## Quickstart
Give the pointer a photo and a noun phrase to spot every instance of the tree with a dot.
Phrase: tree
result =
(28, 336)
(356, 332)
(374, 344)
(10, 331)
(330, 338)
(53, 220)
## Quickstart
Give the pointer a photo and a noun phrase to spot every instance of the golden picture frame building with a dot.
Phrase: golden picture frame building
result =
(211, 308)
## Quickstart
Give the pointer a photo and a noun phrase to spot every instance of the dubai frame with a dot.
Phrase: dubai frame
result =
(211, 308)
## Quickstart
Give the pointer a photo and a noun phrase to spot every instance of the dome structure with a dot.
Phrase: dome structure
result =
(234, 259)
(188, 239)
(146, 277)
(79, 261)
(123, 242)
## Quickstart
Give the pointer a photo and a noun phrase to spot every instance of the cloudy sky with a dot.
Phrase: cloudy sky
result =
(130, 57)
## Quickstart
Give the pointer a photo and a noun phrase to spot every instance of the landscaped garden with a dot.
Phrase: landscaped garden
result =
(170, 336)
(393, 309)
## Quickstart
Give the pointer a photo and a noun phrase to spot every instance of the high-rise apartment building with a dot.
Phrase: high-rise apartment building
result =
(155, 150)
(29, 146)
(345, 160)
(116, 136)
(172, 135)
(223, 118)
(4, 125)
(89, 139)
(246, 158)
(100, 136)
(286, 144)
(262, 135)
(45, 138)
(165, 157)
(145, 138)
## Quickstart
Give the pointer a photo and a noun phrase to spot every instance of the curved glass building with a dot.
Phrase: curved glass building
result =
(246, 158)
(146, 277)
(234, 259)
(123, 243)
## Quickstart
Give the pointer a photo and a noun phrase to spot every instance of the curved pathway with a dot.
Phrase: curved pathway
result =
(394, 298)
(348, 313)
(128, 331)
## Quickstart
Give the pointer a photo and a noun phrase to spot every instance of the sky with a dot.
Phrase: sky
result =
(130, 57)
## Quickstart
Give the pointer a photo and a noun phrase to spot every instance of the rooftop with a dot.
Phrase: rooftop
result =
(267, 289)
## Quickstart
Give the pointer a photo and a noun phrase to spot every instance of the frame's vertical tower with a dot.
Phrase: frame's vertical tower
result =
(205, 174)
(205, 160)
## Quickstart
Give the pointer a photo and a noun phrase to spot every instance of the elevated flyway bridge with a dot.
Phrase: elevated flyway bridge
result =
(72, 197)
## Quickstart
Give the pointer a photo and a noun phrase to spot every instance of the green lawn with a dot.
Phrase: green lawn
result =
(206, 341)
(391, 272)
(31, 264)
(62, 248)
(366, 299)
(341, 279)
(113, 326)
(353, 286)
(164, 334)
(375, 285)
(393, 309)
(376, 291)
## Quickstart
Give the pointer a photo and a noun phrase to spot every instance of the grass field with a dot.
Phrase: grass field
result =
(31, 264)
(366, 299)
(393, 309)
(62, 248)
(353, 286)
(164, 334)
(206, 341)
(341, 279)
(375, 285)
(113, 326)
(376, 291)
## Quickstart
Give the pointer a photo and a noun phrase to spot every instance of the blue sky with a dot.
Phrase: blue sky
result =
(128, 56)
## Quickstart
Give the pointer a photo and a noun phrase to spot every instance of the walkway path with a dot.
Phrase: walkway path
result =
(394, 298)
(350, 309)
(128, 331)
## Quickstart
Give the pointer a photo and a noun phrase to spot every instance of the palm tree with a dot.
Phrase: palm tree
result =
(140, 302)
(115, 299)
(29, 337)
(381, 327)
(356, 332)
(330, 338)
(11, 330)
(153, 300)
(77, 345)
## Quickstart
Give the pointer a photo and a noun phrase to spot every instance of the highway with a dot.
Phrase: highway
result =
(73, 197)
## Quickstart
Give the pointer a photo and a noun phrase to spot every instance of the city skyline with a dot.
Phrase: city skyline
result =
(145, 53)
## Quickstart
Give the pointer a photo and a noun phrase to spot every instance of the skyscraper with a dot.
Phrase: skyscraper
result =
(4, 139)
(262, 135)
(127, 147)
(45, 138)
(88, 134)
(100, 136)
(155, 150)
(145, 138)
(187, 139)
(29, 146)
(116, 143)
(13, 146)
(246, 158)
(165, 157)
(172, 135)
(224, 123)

→ **Problem to solve**
Print all of the lines above so that each one matches its original exactly.

→ **Task result**
## Quickstart
Give the pointer a photo and a noun phrase to spot every instance of the tree with a dot.
Phrase: tree
result =
(28, 336)
(356, 332)
(374, 344)
(10, 331)
(330, 338)
(53, 220)
## Quickstart
Give the pointer a photo and a noun phrase to spot every instance of the golden picture frame building with a dot.
Phrase: golden picture frame building
result =
(211, 308)
## Quickstart
Give the pointer a photo and a noun phrase to spot every instance of the dubai frame with a dot.
Phrase: dubai frame
result =
(211, 308)
## Quickstart
Give the pointer a photo and a noun phrase to spot every instance of the dome structure with a dot.
Phrase: dome structure
result =
(234, 259)
(188, 239)
(146, 277)
(79, 261)
(123, 242)
## Quickstart
Give the pointer a photo and a noun phrase to spot every instance of the cloudy sky with a dot.
Phrase: cloudy sky
result =
(130, 57)
## Quickstart
Give the pointer a photo and a noun phrase to spot every instance of the landscaped garden with a dot.
Phrase: landscaped garden
result =
(170, 336)
(393, 309)
## Quickstart
Give the pointer a photo and a noun phrase to spot every instance of the high-rise apartment building with a dot.
Phrase: high-rise apartment building
result =
(155, 150)
(29, 146)
(345, 160)
(116, 136)
(172, 135)
(223, 118)
(4, 125)
(89, 139)
(246, 158)
(100, 136)
(286, 144)
(262, 135)
(45, 138)
(165, 157)
(145, 138)
## Quickstart
Give the pointer a photo and a noun phrase to spot every instance of the curved glass building with a dot.
Phrase: curved glass building
result =
(246, 158)
(146, 277)
(234, 259)
(123, 243)
## Quickstart
Give the pointer a photo and a noun phrase to spot every instance of the curved pathway with a dot.
Phrase: curved pathway
result =
(394, 298)
(348, 313)
(128, 331)
## Quickstart
Give the pointer a photo and a noun phrase to spot every instance of the sky with a dot.
Phrase: sky
result =
(130, 57)
## Quickstart
Give the pointer a photo and a noun phrase to spot every instance of the rooftop with a dot.
Phrase: rooftop
result =
(267, 289)
## Quickstart
Give the pointer a photo and a noun phrase to spot every instance of the frame's vertical tower with a dot.
Phrase: frame's vertical tower
result =
(205, 174)
(205, 160)
## Quickstart
Give the pointer a photo and a noun phrase to spot every instance of the elevated flyway bridge with a dot.
Phrase: elevated flyway bridge
result =
(72, 197)
## Quickstart
Give the pointer a photo and a noun phrase to spot every instance of the green lawn with a dot.
Phrase: green lawn
result =
(206, 341)
(391, 272)
(31, 264)
(62, 248)
(366, 299)
(341, 279)
(113, 326)
(353, 286)
(164, 334)
(375, 285)
(393, 309)
(376, 291)
## Quickstart
Give the pointer a photo and a noun phrase to spot every instance of the grass field with a dot.
Phrase: grass field
result =
(31, 264)
(366, 299)
(393, 309)
(62, 248)
(353, 286)
(164, 334)
(206, 341)
(341, 279)
(375, 285)
(113, 326)
(376, 291)
## Quickstart
Give the pointer a photo and a noun phrase to spot every instance of the blue sky with a dot.
Phrase: blue sky
result =
(128, 56)
## Quickstart
Give the pointer a photo and a noun phrase to spot every instance of the walkway path with a dot.
Phrase: walkway path
result =
(394, 298)
(350, 309)
(128, 331)
## Quickstart
Give the pointer a photo and a noun phrase to spot every instance of the palm tree with a dot.
Phrase: palm tree
result =
(140, 302)
(115, 299)
(29, 337)
(381, 327)
(356, 332)
(330, 338)
(11, 330)
(153, 300)
(77, 345)
## Quickstart
Give the pointer a photo and a noun phrase to spot every instance of the highway with a dot.
Phrase: highway
result =
(73, 197)
## Quickstart
Give the pointer a photo and a noun phrase to spot every instance of the city skyline with a dot.
Phrase: city skyline
result =
(145, 53)
## Quickstart
Give the pointer a photo and a noun phrase to spot every instance of the skyscraper with a dot.
Phrase: skyscraper
result =
(4, 139)
(262, 135)
(127, 147)
(45, 138)
(88, 134)
(100, 136)
(155, 150)
(145, 138)
(187, 139)
(29, 146)
(116, 143)
(13, 146)
(246, 158)
(165, 157)
(172, 135)
(224, 123)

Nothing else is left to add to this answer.